[What the exercise asks] The answer must consist of every line below containing "woman".

[Records provided]
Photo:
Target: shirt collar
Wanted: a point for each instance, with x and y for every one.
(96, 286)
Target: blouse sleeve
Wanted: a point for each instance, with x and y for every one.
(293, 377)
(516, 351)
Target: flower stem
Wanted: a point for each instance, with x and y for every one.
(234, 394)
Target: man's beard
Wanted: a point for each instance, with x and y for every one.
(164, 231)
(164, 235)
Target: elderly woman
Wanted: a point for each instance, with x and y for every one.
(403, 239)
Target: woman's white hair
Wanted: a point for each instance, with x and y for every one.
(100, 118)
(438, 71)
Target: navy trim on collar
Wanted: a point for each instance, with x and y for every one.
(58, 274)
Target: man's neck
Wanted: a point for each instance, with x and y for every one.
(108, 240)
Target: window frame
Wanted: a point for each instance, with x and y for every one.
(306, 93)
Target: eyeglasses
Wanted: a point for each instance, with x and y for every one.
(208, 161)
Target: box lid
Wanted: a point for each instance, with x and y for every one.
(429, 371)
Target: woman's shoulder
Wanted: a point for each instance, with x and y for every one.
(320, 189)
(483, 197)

[Response to this task]
Target: elderly woman
Target: woman's white hair
Target: woman's shoulder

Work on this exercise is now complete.